What needs to be done. Swap "innermost" for "most central" in the entries, starting at the line that contains "the tiger nose?" and continuing through the last entry. Write those lines out again with everything else left as it is.

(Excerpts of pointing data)
:::

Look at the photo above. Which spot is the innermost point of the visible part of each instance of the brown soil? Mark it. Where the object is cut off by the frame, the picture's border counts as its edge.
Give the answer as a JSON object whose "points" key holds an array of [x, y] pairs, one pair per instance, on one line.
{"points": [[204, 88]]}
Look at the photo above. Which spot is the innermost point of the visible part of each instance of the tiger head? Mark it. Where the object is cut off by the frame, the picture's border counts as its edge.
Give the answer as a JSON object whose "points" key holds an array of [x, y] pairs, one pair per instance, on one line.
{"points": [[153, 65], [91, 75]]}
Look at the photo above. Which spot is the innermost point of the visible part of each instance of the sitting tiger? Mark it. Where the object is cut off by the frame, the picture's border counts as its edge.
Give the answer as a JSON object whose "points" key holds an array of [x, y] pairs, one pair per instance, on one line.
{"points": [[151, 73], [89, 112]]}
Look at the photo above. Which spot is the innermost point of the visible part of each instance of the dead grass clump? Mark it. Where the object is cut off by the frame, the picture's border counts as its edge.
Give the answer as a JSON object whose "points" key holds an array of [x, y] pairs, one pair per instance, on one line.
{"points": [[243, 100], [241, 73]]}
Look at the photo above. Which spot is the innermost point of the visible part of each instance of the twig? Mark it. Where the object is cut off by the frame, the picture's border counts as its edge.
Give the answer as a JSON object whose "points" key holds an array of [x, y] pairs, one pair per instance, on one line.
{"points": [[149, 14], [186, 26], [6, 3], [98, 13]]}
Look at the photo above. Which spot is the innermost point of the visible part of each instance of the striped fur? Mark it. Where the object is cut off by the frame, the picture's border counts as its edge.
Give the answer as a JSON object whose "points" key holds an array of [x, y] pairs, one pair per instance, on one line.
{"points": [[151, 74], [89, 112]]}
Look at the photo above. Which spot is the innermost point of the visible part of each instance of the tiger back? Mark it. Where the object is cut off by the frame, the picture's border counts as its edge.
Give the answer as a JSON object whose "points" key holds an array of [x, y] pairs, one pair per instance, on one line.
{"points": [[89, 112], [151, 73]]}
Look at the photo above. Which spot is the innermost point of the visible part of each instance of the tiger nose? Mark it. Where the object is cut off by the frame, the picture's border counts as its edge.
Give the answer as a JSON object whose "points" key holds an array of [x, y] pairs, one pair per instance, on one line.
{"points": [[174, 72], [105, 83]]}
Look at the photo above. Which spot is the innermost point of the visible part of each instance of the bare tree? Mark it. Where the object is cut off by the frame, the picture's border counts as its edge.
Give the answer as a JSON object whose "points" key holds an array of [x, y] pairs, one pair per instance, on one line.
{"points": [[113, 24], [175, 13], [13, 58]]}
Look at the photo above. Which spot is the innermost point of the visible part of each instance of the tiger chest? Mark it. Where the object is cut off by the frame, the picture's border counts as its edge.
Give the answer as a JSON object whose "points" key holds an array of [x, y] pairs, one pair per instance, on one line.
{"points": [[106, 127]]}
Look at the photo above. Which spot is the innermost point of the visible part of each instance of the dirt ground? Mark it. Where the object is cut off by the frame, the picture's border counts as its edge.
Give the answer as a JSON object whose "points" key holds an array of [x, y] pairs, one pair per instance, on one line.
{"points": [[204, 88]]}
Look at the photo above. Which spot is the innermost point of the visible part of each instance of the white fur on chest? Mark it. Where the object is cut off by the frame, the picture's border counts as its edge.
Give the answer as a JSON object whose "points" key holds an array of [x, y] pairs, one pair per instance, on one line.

:::

Problem solution.
Look at the photo above. Which spot is the most central point of the visible part of each instance of the tiger nose? Mark it. Where the object is cut off by the frame, the picture's border counts as its edge.
Give the answer as a JSON object whose "points" key holds an array of [x, y] pairs, one pair per instance, on one line.
{"points": [[174, 72], [105, 83]]}
Look at the photo above. Which spot is the most central point of the visible part of each instance of the bare tree? Mark it. Where the object is cut off by the frame, the picture's border counts as its edge.
Give the answer as a JSON object whose "points" key holds an array of [x, y] pairs, one pair per instance, on one line.
{"points": [[113, 24], [175, 13], [13, 58]]}
Look at the photo above. Which spot is the most central point of the visible part of each instance of the tiger chest? Mark it. Where the object is cut off by the frame, the picture's border counts as its edge.
Give the answer as a JSON object whose "points" key holds an array of [x, y] pairs, one pair per instance, on one line.
{"points": [[106, 127]]}
Look at the photo above. Which spot is the most central point of the visible part of each instance of the dirt ground? Mark it. Where the object is cut off by the frame, the picture's border counts as its edge.
Give the answer as a JSON object whose "points" key holds an array of [x, y] pairs, one pair per instance, on one line.
{"points": [[204, 88]]}
Look at the photo above. Which spot is the most central point of the visible part of each instance of the white fur on chest? Mark it. Where the object is cut off by the frame, the picture's border counts as its edge.
Give the answer as a JSON object whose "points" key holds an array of [x, y] pairs, one pair per instance, on one line.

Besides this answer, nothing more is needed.